# Selected passage
------------------------------
Unraid cache & mover, what is going on??


Dav3

Recommended Posts

I have unraid setup on an 'array' currently consisting of a 4GB HDD (no parity), formatted xfs, currently 139GB is used.  I just added an 500GB SSD as a cache drive, also formatted xfs.  I stopped VMs & docker and manually started the mover.  The cache immediately filled up to 100%.  How can this be if I only have 139GB in the array only contains 138GB of data?

 

Note: I do have a VM set up to use a 1TB SSD (configured as a qemu raw drive, not vfio controller passthrough).  It has a smallish .img file associated with the SSD that sits in the domain share.  Could this be causing the problem, acting as a proxy for the for the entire 1TB SSD and triggering a 1TB copy that fails?

 

Also, I do have the new 'pass-though=true' setting for the passthrough disk in the unassigned disks plugin (@Squid) could this be effecting the issue?

 

If it's the VM's passthrough disk that's causing the problem, what is the recommended best practice for this scenario?

 

Additionally, how does a user gein insight into what the mover is doing?  I've seen forum mentions to watch the syslog, but I'm not seeing anything there.  I've tried grepping lsio output but is there any better way?
------------------------------
Answer these questions about the Unraid post:
(a) What size SSD was added as the cache drive?
(b) How is the 1TB SSD used by the VM configured?
(c) Where do forum mentions suggest watching to see what the mover is doing?

Collected data
------------------------------
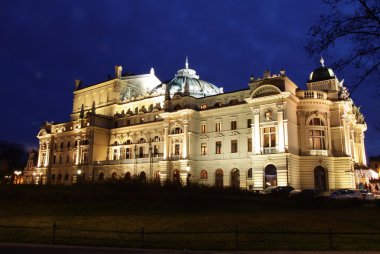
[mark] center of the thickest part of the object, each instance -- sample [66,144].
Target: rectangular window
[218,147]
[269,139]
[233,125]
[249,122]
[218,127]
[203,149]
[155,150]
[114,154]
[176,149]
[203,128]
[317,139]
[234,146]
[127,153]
------------------------------
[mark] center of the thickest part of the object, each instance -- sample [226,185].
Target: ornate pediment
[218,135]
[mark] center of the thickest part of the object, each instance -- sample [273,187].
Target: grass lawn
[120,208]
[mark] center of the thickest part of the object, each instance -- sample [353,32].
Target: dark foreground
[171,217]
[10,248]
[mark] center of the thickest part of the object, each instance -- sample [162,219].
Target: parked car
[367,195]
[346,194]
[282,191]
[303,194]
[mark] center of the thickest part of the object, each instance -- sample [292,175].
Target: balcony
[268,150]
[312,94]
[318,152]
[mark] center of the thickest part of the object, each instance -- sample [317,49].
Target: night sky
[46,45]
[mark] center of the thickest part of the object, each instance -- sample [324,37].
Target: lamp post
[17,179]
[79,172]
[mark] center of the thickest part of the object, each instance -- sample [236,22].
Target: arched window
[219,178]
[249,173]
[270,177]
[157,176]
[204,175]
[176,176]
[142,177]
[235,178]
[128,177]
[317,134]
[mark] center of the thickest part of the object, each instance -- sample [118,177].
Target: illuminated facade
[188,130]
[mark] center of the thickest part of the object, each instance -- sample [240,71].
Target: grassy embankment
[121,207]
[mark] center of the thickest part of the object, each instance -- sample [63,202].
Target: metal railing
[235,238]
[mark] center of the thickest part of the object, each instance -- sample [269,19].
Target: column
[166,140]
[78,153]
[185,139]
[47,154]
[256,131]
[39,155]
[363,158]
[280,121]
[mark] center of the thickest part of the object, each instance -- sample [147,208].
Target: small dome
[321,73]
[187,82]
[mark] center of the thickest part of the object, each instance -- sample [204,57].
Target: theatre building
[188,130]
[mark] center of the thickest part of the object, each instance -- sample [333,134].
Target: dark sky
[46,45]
------------------------------
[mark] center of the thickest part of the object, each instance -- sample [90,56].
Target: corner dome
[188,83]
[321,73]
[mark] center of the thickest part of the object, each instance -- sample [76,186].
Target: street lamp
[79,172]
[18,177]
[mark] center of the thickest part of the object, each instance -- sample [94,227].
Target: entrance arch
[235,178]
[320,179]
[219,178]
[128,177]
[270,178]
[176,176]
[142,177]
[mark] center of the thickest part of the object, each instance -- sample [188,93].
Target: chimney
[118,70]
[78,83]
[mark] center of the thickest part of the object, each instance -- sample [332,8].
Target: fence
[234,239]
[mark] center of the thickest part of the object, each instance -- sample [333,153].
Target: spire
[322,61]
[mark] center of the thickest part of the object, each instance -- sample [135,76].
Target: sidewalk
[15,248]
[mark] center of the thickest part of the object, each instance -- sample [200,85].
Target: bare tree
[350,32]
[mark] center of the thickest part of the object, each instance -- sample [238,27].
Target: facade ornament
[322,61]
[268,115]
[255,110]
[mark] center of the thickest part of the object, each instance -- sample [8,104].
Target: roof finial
------------------------------
# Written answer
(a) 500GB
(b) As a qemu raw drive, not vfio controller passthrough
(c) The syslog